Key in the whole listing below again, keeping every word as it is.

Records shown:
****

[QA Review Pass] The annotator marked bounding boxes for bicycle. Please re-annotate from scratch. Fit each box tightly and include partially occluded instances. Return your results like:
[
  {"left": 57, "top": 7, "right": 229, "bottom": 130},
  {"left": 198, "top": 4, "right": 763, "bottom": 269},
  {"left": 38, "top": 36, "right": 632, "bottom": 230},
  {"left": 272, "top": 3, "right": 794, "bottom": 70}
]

****

Answer box:
[QA Review Pass] The annotator marked bounding boxes for bicycle. Please re-annotate from scratch. Fit each box tightly and include partially occluded instances. Return your results like:
[
  {"left": 57, "top": 7, "right": 229, "bottom": 130},
  {"left": 198, "top": 4, "right": 763, "bottom": 269},
  {"left": 38, "top": 36, "right": 632, "bottom": 230},
  {"left": 272, "top": 3, "right": 794, "bottom": 70}
]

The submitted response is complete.